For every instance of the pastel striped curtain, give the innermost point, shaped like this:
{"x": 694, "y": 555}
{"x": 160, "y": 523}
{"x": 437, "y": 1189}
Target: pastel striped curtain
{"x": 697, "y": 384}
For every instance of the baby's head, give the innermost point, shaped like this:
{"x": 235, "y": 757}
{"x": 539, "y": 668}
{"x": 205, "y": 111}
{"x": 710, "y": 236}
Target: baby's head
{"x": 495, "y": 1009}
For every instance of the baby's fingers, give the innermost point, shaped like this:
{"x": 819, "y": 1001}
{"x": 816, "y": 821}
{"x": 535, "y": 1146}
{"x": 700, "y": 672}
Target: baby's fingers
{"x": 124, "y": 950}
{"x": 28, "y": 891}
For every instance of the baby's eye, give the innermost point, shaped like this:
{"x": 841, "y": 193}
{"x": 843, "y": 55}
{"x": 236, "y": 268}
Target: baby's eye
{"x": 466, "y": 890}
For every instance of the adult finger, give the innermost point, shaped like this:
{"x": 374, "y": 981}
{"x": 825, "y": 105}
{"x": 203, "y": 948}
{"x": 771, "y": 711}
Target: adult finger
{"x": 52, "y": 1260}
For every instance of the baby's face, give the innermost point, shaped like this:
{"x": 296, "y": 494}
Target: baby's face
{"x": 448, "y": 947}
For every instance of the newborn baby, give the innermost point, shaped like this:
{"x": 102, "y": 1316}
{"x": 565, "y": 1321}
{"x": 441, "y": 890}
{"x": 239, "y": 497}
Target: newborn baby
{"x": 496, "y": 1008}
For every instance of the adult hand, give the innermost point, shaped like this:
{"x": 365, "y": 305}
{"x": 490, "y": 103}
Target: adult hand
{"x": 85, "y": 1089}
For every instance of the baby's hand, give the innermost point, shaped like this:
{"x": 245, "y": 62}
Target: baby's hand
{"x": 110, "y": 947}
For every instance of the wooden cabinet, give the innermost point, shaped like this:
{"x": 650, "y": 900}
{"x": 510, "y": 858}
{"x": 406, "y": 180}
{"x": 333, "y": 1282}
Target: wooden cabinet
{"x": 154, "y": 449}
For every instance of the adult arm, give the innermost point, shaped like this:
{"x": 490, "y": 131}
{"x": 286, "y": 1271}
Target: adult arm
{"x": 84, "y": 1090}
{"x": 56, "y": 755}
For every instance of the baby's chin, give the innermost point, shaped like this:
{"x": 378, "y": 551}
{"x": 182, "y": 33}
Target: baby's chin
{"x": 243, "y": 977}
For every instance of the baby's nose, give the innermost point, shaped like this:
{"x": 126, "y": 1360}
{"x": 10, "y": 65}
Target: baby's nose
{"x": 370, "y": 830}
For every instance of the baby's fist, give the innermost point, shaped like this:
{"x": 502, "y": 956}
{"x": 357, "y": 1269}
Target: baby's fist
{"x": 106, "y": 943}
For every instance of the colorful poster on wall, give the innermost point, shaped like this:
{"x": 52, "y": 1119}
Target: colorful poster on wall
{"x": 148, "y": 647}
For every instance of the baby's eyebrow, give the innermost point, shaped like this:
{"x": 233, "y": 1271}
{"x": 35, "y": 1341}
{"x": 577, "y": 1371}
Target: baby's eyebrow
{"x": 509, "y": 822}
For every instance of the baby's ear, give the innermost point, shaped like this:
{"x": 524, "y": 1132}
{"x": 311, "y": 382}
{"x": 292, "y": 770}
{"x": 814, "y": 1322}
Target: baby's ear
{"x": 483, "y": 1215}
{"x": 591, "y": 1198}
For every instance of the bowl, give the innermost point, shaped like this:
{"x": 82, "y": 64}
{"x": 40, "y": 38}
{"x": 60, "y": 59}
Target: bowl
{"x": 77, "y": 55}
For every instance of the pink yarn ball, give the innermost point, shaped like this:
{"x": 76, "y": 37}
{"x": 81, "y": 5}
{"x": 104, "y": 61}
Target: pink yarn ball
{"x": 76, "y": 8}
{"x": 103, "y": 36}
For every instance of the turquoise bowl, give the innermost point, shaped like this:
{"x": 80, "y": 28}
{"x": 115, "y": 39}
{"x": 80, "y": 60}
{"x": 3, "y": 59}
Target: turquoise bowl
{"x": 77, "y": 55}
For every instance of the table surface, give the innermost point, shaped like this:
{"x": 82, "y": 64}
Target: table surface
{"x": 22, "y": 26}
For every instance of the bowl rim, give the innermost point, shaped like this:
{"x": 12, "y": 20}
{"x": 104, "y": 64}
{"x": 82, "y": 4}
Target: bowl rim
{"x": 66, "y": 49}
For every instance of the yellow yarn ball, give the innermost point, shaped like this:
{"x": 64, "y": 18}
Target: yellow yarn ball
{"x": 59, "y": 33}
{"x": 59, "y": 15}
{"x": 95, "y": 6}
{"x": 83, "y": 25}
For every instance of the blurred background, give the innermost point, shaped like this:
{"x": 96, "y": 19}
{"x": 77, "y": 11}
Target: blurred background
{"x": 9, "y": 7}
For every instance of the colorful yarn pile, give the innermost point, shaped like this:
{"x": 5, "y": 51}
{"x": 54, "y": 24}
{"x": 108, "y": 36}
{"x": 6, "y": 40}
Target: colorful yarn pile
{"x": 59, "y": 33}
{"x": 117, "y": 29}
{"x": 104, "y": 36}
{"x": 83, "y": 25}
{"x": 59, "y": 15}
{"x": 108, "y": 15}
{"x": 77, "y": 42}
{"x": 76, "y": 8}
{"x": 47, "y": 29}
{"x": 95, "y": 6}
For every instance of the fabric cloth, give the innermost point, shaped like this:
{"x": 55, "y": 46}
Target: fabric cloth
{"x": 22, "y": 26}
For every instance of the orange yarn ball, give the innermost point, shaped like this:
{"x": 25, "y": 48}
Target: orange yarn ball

□ □ □ □ □ □ □

* [What is needed]: Copy down the whole of the data above, matching it exactly.

* [Exercise response]:
For every instance of the pastel striped curtain, give the innermost point, shaped like this:
{"x": 694, "y": 555}
{"x": 160, "y": 523}
{"x": 437, "y": 1189}
Target: pastel striped curtain
{"x": 697, "y": 384}
For every instance of the baby's head, give the innermost point, shaped like this:
{"x": 235, "y": 757}
{"x": 539, "y": 668}
{"x": 205, "y": 111}
{"x": 710, "y": 236}
Target: baby's head
{"x": 495, "y": 1009}
For every instance of the baby's fingers, give the innermost point, shaped like this:
{"x": 819, "y": 1001}
{"x": 816, "y": 821}
{"x": 535, "y": 1146}
{"x": 700, "y": 672}
Target: baby's fingers
{"x": 124, "y": 950}
{"x": 28, "y": 891}
For every instance of the baby's eye, give the innermost point, shaped like this:
{"x": 841, "y": 193}
{"x": 843, "y": 55}
{"x": 236, "y": 268}
Target: baby's eye
{"x": 466, "y": 890}
For every instance of the adult finger, give the innermost point, shaped like this:
{"x": 374, "y": 981}
{"x": 825, "y": 105}
{"x": 203, "y": 948}
{"x": 771, "y": 711}
Target: adult finger
{"x": 52, "y": 1260}
For every instance of the baby's face, give the innermost point, shaped like this:
{"x": 296, "y": 494}
Target: baby's face
{"x": 448, "y": 947}
For every instance of the newborn baby, give the innermost point, shaped like this:
{"x": 102, "y": 1316}
{"x": 565, "y": 1321}
{"x": 441, "y": 890}
{"x": 239, "y": 497}
Target: newborn baby
{"x": 496, "y": 1008}
For every instance of the adult hand, give the innermost point, shaped like this:
{"x": 365, "y": 305}
{"x": 490, "y": 103}
Target: adult hand
{"x": 85, "y": 1089}
For every instance of the baby's hand, give the innermost point, shaped like this:
{"x": 245, "y": 62}
Target: baby's hand
{"x": 110, "y": 947}
For every instance of the wooden cabinet, give the innermost point, shaped like this:
{"x": 650, "y": 900}
{"x": 510, "y": 858}
{"x": 406, "y": 180}
{"x": 333, "y": 1282}
Target: wooden cabinet
{"x": 154, "y": 449}
For every instance of the adult arm, give the innermost point, shaped like this:
{"x": 490, "y": 131}
{"x": 286, "y": 1271}
Target: adult arm
{"x": 84, "y": 1090}
{"x": 56, "y": 755}
For every instance of the baby's chin, give the innermost point, shaped like this:
{"x": 378, "y": 551}
{"x": 182, "y": 33}
Target: baby's chin
{"x": 243, "y": 977}
For every instance of the baby's nose, give the innermost point, shaped like this:
{"x": 126, "y": 1360}
{"x": 10, "y": 65}
Target: baby's nose
{"x": 370, "y": 830}
For every instance of the baby's fist, give the innermost point, shaped like this:
{"x": 502, "y": 956}
{"x": 357, "y": 1269}
Target: baby's fist
{"x": 106, "y": 943}
For every instance of the colorful poster on wall, give the innermost point, shaped like this:
{"x": 52, "y": 1119}
Target: colorful poster on wall
{"x": 148, "y": 647}
For every instance of the baby's eyebrow, give the innermost point, shaped like this:
{"x": 233, "y": 1271}
{"x": 35, "y": 1341}
{"x": 577, "y": 1371}
Target: baby's eyebrow
{"x": 509, "y": 822}
For every instance of the baby's ear, give the innermost point, shaped like this:
{"x": 524, "y": 1132}
{"x": 311, "y": 382}
{"x": 292, "y": 770}
{"x": 814, "y": 1322}
Target: baby's ear
{"x": 483, "y": 1215}
{"x": 591, "y": 1198}
For every instance of the bowl, give the innermost point, shaped like this:
{"x": 82, "y": 64}
{"x": 40, "y": 38}
{"x": 60, "y": 59}
Target: bowl
{"x": 77, "y": 55}
For every instance of the pink yarn ball, give the innermost point, shaped like this:
{"x": 76, "y": 37}
{"x": 81, "y": 5}
{"x": 104, "y": 61}
Target: pink yarn ball
{"x": 76, "y": 8}
{"x": 103, "y": 36}
For every instance of the turquoise bowl, give the innermost point, shaped like this:
{"x": 80, "y": 28}
{"x": 115, "y": 39}
{"x": 80, "y": 60}
{"x": 3, "y": 59}
Target: turquoise bowl
{"x": 77, "y": 55}
For every instance of the table surface, give the innermost point, shaped like this:
{"x": 82, "y": 64}
Target: table surface
{"x": 22, "y": 26}
For every instance of the bowl rim, give the innermost point, shaped like this:
{"x": 12, "y": 20}
{"x": 104, "y": 64}
{"x": 82, "y": 4}
Target: bowl rim
{"x": 66, "y": 49}
For every instance of the yellow yarn ball, give the innermost point, shaped like this:
{"x": 64, "y": 18}
Target: yellow yarn ball
{"x": 59, "y": 33}
{"x": 59, "y": 15}
{"x": 95, "y": 6}
{"x": 83, "y": 25}
For every instance of the blurred background, give the innermost point, shaped like this:
{"x": 96, "y": 19}
{"x": 77, "y": 11}
Target: blurred background
{"x": 9, "y": 7}
For every instance of the colorful yarn pile, give the innermost point, shaped like this:
{"x": 5, "y": 51}
{"x": 54, "y": 24}
{"x": 108, "y": 36}
{"x": 6, "y": 40}
Target: colorful yarn pile
{"x": 59, "y": 33}
{"x": 117, "y": 29}
{"x": 104, "y": 36}
{"x": 83, "y": 25}
{"x": 59, "y": 15}
{"x": 108, "y": 15}
{"x": 77, "y": 42}
{"x": 76, "y": 8}
{"x": 47, "y": 29}
{"x": 95, "y": 6}
For every instance of the fabric cloth, give the innermost point, shaped like this:
{"x": 55, "y": 46}
Target: fabric cloth
{"x": 22, "y": 26}
For every instance of the orange yarn ball, give the innermost point, shaped like this:
{"x": 25, "y": 48}
Target: orange yarn ball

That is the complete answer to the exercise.